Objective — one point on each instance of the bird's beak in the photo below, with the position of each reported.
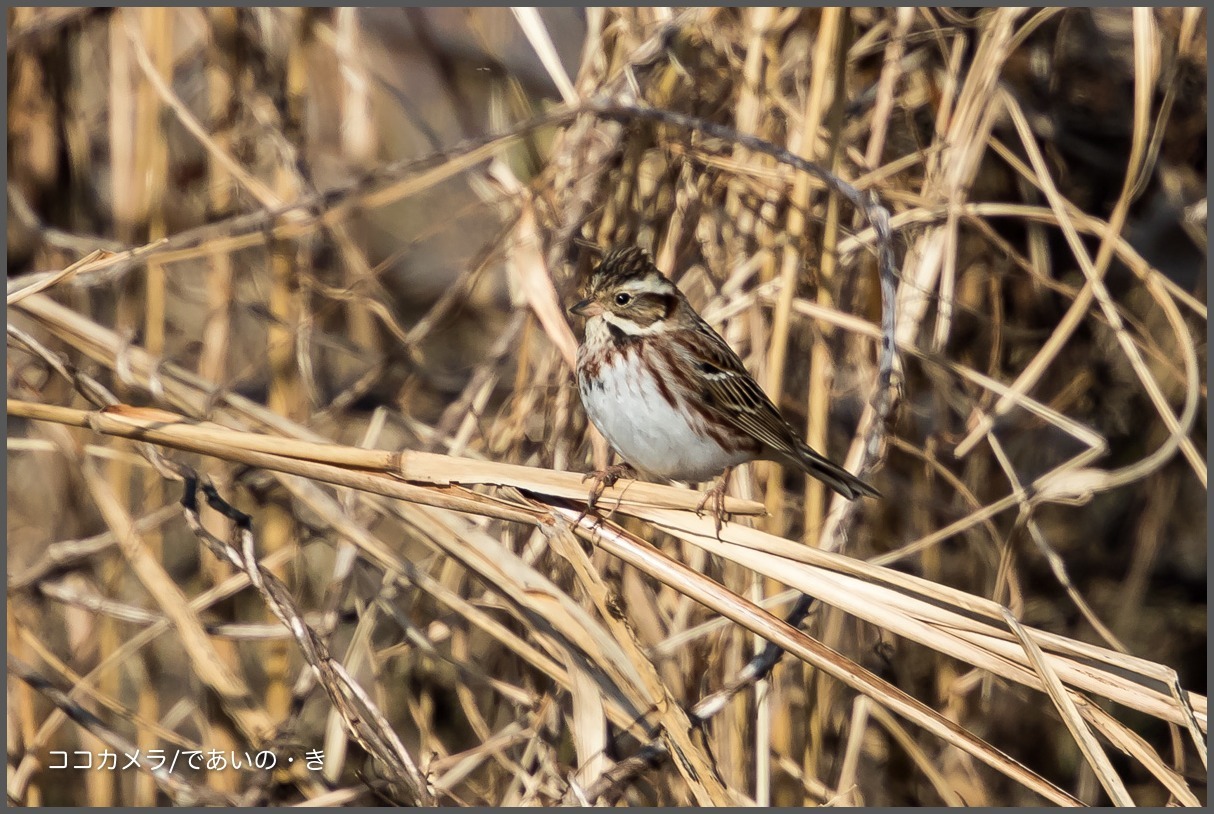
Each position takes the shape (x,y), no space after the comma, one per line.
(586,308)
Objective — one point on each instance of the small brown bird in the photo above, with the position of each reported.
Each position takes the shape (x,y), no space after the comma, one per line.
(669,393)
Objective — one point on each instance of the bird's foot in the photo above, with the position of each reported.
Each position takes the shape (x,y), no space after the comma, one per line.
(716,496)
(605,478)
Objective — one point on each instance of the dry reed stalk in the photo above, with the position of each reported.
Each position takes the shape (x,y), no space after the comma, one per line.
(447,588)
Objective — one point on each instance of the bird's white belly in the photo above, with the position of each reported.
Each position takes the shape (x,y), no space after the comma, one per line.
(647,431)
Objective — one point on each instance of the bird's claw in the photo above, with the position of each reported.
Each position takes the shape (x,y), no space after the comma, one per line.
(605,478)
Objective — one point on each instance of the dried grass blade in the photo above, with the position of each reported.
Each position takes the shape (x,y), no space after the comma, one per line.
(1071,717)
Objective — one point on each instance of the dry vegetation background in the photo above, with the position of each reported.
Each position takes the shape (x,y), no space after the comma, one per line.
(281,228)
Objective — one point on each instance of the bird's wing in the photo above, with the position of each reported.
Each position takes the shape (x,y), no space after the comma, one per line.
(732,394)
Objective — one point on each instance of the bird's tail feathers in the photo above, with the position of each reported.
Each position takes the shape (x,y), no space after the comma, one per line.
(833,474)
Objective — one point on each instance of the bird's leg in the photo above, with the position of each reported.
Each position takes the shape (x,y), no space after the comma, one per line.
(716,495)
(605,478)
--
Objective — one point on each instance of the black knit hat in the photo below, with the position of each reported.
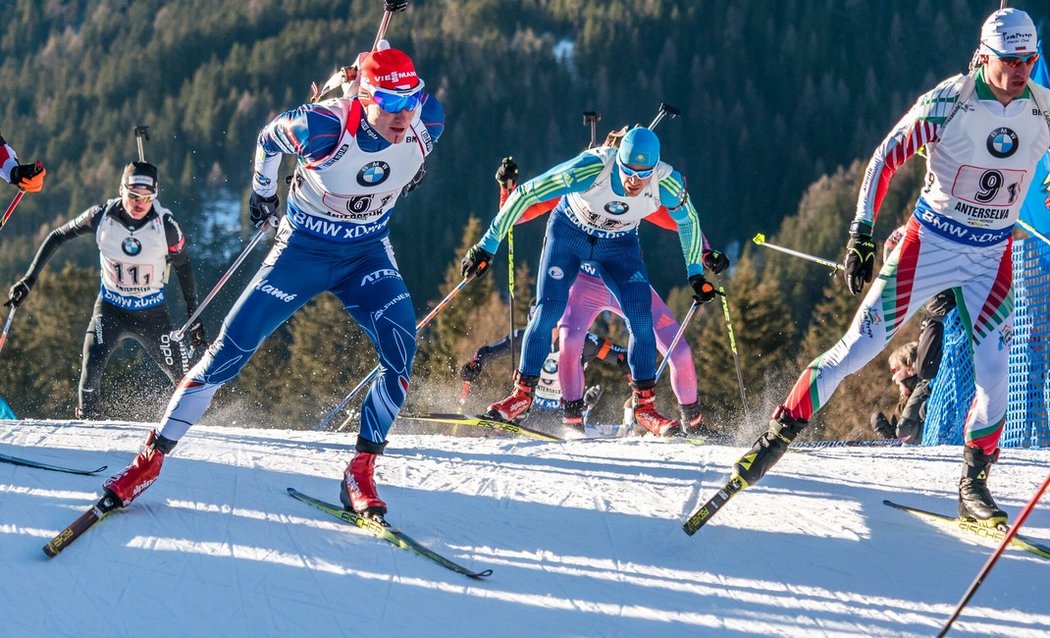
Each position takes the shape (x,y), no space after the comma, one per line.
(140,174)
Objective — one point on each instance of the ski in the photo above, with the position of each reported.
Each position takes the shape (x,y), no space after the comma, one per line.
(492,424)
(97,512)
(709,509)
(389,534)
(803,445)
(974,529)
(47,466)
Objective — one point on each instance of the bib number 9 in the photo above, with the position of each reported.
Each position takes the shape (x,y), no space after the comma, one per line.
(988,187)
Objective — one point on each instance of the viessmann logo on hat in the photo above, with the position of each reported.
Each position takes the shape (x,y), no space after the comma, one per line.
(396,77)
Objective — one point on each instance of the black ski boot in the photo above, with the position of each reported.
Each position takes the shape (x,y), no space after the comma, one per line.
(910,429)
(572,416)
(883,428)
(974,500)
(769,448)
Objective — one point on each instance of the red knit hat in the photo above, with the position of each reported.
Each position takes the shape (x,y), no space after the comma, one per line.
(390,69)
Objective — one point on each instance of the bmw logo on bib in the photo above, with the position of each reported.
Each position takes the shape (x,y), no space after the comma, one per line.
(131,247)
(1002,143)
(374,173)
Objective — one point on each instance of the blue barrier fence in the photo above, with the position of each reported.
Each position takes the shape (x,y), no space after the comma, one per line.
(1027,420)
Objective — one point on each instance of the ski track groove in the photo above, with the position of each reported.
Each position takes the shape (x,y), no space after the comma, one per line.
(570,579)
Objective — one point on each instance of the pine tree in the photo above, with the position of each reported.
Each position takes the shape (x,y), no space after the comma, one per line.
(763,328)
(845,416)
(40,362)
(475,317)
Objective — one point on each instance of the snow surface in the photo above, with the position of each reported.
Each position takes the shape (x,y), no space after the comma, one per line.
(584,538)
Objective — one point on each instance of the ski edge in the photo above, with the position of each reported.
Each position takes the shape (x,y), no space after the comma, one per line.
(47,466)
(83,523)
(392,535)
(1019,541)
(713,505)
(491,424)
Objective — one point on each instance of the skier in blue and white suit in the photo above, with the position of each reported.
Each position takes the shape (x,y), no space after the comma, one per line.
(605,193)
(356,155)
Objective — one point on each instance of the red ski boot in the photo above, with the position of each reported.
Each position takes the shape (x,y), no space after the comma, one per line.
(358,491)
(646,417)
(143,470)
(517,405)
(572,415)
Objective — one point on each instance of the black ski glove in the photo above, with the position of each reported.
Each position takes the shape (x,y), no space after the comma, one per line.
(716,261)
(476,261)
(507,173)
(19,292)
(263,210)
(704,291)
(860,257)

*Exercise objective:* Count how many lines in the entries above contain the string "below". Reply with only that number.

*Expected answer:* 2